→ **Problem to work on**: Recast as a numbered list the rows below, beginning with the line that contains "Go through the image above and determine if the buffalo ear" and continuing through the line that contains "[295,168,309,198]", omitting blank lines and including no other rows.

——

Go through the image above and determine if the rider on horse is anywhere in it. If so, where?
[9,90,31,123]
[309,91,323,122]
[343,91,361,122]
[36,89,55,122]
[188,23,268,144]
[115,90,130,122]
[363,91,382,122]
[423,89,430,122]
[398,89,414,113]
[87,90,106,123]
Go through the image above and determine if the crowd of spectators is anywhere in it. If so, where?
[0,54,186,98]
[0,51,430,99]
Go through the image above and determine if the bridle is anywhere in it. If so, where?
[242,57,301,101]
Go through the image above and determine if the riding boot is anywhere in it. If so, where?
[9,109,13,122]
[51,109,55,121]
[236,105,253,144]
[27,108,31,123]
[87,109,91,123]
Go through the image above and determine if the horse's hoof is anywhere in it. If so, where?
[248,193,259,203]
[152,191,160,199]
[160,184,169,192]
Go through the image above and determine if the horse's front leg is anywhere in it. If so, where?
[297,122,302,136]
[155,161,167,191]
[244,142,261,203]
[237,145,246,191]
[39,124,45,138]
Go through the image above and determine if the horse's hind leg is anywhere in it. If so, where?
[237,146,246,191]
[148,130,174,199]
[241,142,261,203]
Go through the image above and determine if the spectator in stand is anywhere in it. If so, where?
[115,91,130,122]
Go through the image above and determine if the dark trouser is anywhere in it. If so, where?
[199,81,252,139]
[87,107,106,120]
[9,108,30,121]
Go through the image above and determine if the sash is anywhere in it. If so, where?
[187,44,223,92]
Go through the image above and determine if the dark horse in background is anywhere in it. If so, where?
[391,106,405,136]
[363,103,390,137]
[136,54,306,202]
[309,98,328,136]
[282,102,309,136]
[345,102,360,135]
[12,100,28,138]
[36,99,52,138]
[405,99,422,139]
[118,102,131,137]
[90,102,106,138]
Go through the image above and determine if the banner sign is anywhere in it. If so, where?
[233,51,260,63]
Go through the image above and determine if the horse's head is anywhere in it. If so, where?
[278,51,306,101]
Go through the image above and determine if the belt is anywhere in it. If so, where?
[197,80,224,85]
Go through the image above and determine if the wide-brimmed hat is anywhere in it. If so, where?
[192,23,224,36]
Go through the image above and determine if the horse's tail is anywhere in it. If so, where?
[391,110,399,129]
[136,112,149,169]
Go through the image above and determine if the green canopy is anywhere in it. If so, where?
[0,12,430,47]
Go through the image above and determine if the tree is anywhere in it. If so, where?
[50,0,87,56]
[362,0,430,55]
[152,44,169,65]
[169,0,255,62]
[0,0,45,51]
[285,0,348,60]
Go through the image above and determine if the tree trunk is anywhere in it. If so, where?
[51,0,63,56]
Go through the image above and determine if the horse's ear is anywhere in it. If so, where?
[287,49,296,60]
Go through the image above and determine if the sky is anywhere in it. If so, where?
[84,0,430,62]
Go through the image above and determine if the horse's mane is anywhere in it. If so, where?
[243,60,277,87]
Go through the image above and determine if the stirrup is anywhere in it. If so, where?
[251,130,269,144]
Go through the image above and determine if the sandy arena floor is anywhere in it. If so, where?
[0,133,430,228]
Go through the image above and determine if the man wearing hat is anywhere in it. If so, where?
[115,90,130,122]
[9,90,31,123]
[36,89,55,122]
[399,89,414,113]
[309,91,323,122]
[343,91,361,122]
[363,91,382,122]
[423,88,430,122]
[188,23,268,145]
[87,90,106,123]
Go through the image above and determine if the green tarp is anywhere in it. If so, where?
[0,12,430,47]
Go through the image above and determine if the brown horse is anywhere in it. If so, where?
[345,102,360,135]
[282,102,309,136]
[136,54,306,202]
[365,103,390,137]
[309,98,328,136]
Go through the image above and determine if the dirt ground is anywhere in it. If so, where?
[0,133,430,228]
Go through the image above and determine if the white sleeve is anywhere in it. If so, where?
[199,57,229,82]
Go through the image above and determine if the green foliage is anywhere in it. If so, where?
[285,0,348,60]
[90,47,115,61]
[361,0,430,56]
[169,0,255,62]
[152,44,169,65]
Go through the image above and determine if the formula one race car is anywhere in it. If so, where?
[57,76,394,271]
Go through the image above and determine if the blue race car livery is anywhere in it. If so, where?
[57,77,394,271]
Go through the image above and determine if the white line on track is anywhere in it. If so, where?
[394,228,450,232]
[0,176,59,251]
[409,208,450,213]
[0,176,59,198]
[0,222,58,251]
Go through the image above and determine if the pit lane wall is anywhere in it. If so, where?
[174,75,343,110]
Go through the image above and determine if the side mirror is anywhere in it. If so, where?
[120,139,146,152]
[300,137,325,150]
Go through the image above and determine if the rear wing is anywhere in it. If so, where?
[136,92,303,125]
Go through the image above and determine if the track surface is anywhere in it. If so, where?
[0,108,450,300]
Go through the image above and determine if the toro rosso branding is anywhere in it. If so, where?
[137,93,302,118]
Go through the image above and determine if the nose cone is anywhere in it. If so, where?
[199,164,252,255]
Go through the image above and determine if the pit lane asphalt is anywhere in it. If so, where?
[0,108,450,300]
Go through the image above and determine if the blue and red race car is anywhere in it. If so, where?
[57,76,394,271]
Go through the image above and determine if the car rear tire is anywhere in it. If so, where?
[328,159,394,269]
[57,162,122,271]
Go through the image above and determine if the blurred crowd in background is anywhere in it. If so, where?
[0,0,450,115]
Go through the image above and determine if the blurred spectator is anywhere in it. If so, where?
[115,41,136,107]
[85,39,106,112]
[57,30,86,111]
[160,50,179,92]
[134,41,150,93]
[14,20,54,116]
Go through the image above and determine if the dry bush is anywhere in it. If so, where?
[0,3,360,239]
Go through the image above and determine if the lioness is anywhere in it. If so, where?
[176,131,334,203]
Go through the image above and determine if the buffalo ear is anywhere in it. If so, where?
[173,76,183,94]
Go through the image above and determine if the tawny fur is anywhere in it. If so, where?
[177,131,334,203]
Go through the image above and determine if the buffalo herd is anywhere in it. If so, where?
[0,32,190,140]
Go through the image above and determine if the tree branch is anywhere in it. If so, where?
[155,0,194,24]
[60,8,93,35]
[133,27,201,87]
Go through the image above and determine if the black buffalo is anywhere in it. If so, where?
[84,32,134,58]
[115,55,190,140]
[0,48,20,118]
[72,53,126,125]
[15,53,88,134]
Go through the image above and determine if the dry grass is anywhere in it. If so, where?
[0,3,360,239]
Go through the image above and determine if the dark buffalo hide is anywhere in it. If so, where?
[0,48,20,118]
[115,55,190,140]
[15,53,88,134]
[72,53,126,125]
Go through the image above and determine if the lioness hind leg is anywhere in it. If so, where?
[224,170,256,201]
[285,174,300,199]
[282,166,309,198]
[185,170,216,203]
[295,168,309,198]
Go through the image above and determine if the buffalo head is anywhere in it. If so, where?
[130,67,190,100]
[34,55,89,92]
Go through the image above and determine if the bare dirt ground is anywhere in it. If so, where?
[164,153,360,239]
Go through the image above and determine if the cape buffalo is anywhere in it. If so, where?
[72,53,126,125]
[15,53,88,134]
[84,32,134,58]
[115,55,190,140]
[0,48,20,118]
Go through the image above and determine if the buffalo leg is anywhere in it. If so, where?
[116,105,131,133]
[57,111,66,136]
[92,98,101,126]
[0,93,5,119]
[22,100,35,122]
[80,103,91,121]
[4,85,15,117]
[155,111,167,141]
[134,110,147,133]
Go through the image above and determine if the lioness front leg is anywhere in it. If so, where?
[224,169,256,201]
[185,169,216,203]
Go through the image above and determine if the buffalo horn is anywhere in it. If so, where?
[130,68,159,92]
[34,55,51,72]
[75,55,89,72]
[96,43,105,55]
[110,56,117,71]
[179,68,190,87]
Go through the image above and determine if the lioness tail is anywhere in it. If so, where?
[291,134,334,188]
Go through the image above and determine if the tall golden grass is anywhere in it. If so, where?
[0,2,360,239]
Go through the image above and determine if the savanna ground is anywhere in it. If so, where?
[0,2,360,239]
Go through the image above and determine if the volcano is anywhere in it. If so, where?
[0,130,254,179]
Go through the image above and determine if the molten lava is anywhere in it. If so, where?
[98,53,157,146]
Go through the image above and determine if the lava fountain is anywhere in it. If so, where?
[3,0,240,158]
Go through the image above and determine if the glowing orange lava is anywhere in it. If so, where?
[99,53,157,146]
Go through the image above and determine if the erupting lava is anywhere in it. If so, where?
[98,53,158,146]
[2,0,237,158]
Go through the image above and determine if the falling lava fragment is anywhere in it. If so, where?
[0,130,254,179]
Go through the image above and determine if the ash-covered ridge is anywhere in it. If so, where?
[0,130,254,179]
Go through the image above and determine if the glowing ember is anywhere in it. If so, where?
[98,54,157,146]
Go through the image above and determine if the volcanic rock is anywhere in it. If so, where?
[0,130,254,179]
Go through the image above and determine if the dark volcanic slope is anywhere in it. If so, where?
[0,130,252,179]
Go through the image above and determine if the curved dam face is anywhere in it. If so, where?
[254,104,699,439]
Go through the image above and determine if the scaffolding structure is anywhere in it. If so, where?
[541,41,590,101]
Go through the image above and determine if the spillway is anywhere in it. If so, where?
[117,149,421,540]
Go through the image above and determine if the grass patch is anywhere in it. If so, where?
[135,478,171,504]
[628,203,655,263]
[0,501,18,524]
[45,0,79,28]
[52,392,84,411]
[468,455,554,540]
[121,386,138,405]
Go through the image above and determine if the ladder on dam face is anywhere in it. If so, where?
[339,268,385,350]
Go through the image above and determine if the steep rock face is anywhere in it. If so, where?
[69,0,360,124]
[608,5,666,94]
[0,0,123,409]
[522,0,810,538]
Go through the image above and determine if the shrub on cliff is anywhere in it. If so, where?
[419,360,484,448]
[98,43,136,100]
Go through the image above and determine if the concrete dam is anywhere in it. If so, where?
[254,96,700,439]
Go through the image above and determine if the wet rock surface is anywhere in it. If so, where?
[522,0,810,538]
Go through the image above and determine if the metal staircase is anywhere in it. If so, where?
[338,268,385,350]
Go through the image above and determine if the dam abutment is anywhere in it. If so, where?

——

→ **Full answer**:
1. Go through the image above and determine if the buffalo ear is anywhere in it. If so, where?
2. [173,76,183,94]
3. Go through the image above and determine if the tawny fur is anywhere in it. If so, where?
4. [177,131,334,203]
5. Go through the image above and determine if the buffalo herd is anywhere in it. If so, where?
6. [0,32,190,140]
7. Go through the image above and determine if the tree branch is anywhere in it. If so, where?
8. [155,0,194,24]
9. [60,8,93,35]
10. [133,27,201,87]
11. Go through the image above and determine if the black buffalo is anywhere in it. If so, where?
12. [84,32,134,58]
13. [115,55,190,140]
14. [0,48,20,118]
15. [72,53,126,125]
16. [15,53,88,134]
17. Go through the image above and determine if the dry grass is anywhere in it. If so, where?
18. [0,3,360,239]
19. Go through the image above and determine if the dark buffalo hide is anywhere in it. If so, where?
20. [0,48,20,118]
21. [115,55,190,140]
22. [15,53,88,134]
23. [72,53,126,125]
24. Go through the image above and determine if the lioness hind leg is anywhere in it. If so, where?
25. [224,170,256,201]
26. [285,174,300,199]
27. [282,166,309,198]
28. [185,170,216,203]
29. [295,168,309,198]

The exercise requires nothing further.